Exercise requirements.
Please copy out the data below word for word, reproducing every line without changes.

Records for the exercise.
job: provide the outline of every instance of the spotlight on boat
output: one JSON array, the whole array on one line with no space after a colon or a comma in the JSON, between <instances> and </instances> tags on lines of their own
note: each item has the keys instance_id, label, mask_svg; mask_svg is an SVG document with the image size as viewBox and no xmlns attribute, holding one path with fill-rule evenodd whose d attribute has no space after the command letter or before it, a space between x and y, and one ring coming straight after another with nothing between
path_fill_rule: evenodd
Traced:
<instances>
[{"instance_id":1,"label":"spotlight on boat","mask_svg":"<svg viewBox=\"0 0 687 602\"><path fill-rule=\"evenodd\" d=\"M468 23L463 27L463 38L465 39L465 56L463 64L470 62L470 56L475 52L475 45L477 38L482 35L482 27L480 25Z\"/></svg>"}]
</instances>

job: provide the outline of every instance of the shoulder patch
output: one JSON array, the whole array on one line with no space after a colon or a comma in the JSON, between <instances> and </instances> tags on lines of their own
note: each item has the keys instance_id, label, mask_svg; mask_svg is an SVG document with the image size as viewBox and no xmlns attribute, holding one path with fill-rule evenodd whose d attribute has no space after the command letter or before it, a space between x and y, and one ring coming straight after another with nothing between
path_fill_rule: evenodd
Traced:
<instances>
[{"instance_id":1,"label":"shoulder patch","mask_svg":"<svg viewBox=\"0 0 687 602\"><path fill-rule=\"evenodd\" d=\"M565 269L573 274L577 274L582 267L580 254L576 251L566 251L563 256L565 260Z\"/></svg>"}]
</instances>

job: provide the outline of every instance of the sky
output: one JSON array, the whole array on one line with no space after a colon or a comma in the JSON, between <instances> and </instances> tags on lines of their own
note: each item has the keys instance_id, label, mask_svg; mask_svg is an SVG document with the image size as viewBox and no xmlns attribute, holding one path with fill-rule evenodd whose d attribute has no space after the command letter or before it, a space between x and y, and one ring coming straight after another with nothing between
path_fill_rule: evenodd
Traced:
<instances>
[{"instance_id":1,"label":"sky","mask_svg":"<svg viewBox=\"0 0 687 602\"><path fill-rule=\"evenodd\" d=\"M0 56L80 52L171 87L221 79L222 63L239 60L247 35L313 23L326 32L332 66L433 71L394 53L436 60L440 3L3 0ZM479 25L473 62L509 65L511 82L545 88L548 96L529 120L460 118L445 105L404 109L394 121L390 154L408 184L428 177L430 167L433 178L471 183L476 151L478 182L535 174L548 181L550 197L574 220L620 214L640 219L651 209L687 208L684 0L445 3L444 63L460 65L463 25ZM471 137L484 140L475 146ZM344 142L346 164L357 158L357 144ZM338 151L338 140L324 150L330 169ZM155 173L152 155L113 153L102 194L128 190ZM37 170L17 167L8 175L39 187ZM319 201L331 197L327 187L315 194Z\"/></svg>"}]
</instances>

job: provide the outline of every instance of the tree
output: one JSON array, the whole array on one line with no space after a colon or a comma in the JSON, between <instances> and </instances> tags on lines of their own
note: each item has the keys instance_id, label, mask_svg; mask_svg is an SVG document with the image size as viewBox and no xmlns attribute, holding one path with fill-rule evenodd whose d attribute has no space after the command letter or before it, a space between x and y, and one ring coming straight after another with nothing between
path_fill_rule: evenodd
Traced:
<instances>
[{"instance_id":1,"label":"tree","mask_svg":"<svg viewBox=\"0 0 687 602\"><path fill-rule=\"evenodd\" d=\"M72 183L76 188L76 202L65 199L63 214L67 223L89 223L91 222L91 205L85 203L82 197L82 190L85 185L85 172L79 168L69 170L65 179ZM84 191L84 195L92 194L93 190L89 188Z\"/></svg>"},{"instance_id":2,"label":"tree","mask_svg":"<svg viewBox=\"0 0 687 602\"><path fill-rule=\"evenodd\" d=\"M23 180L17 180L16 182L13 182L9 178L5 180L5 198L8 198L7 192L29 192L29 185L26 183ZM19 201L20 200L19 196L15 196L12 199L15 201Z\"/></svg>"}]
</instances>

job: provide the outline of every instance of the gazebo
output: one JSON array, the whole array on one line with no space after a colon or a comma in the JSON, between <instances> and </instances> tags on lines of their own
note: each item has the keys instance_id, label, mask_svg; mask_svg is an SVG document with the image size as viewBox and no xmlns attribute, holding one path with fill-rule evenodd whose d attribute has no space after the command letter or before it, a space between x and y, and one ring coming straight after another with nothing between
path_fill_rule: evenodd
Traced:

Answer to this problem.
job: provide the outline of every instance of the spotlight on boat
output: one JSON array, the whole array on one line with no space after a colon or a comma in the JSON, between <instances> and </instances> tags on lines of their own
note: each item has the keys instance_id, label, mask_svg; mask_svg is an SVG document with the image size as viewBox and no xmlns attribute, holding one path with fill-rule evenodd whose d attribute has no space after the command letter or before it, a space between x and y, and one ring coming straight after another with nothing between
path_fill_rule: evenodd
Traced:
<instances>
[{"instance_id":1,"label":"spotlight on boat","mask_svg":"<svg viewBox=\"0 0 687 602\"><path fill-rule=\"evenodd\" d=\"M468 23L463 27L463 38L465 39L465 56L463 64L470 62L470 56L475 52L475 45L477 38L482 35L482 27L480 25Z\"/></svg>"}]
</instances>

job: provide the outline of every instance of the shoulder patch
output: one JSON array, the whole array on one line with no space after a colon or a comma in the JSON, between <instances> and </instances> tags on lines of their own
note: each item has the keys instance_id, label, mask_svg; mask_svg is an SVG document with the image size as viewBox and no xmlns attribute, holding one path with fill-rule evenodd whose d attribute has no space after the command letter or before it, a space between x and y, and one ring coming straight after another with nothing between
path_fill_rule: evenodd
Traced:
<instances>
[{"instance_id":1,"label":"shoulder patch","mask_svg":"<svg viewBox=\"0 0 687 602\"><path fill-rule=\"evenodd\" d=\"M565 269L573 274L577 274L582 267L580 254L576 251L566 251L563 256L565 260Z\"/></svg>"}]
</instances>

job: provide the outline of every instance of the sky
output: one JSON array, the whole array on one line with no space after a colon or a comma in the JSON, between <instances> and </instances> tags on lines of their own
note: each item has the keys instance_id, label, mask_svg; mask_svg is an SVG document with the image size as viewBox and no xmlns attribute, holding one path with fill-rule evenodd whose d attribute has no space after the command letter or before it, a space between x and y, and one ring coming straight after another with nothing between
path_fill_rule: evenodd
Traced:
<instances>
[{"instance_id":1,"label":"sky","mask_svg":"<svg viewBox=\"0 0 687 602\"><path fill-rule=\"evenodd\" d=\"M0 56L80 52L171 87L221 79L222 63L239 60L247 35L313 23L326 32L332 66L433 71L394 53L436 60L440 3L3 0ZM479 25L473 62L509 65L511 82L545 88L548 96L529 120L460 118L445 105L404 109L394 121L390 154L408 184L428 177L430 167L433 178L471 183L476 151L478 182L535 174L548 181L550 197L574 220L620 214L640 219L651 209L687 208L684 0L445 3L444 63L460 65L463 25ZM471 137L484 140L475 146ZM344 142L346 164L357 158L357 144ZM338 151L338 140L324 150L330 169ZM155 173L152 155L113 153L102 194L128 190ZM37 170L17 167L8 175L39 187ZM319 201L331 197L327 187L315 194Z\"/></svg>"}]
</instances>

job: provide the outline of every instance of the tree
output: one JSON array, the whole array on one line with no space after a colon or a comma in the JSON, between <instances> and </instances> tags on lines of their own
note: each item has the keys instance_id, label, mask_svg; mask_svg is an SVG document with the image size as viewBox and no xmlns attribute, holding one path with fill-rule evenodd whose d attribute has no space after the command letter or before it, a space between x and y, and one ring coming straight after another with nothing between
path_fill_rule: evenodd
Traced:
<instances>
[{"instance_id":1,"label":"tree","mask_svg":"<svg viewBox=\"0 0 687 602\"><path fill-rule=\"evenodd\" d=\"M72 183L76 188L76 202L65 199L63 214L67 223L89 223L91 222L91 205L85 203L82 197L82 190L85 185L85 172L79 168L69 170L65 179ZM84 191L84 195L92 194L93 190L89 188Z\"/></svg>"},{"instance_id":2,"label":"tree","mask_svg":"<svg viewBox=\"0 0 687 602\"><path fill-rule=\"evenodd\" d=\"M23 180L17 180L16 182L13 182L9 178L5 180L5 198L8 198L7 192L29 192L29 185L26 183ZM19 201L20 200L19 196L15 196L12 199L15 201Z\"/></svg>"}]
</instances>

job: provide the outline of every instance of the gazebo
output: one JSON array, the whole array on one line with no space after a colon or a comma in the JSON, between <instances> and </instances> tags on lines of their own
note: each item has the keys instance_id, label, mask_svg; mask_svg is an SVG document with the image size as viewBox and no xmlns attribute, holding one path with fill-rule evenodd whose d attribute has no space after the command letter or before it, a space between x and y, and one ring coming straight after another with nothing between
path_fill_rule: evenodd
Traced:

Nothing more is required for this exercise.